Exercise details: Copy each of the items below verbatim, keeping every line in its original order.

--------------------------------

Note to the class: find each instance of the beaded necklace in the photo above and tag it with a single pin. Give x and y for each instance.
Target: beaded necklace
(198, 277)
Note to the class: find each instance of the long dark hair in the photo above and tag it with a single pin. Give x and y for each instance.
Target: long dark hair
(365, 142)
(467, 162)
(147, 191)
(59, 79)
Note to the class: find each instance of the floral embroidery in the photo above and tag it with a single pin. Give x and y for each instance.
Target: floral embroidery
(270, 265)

--------------------------------

Solved exercise:
Note to the class: find each instance of the beaded necklace in the photo above and tag it with a single pin. Give x and y for each instance.
Target: beaded necklace
(198, 277)
Note to the class: find each instance of the long dark hair in the photo above and tag it with a single pin. Give x and y for each instance.
Target: long dark hair
(365, 142)
(467, 162)
(147, 191)
(59, 79)
Note to the class: find each instance of the floral embroidery in the photo above and tag it with a single pin. Give x and y for each instance.
Target: floral embroidery
(270, 265)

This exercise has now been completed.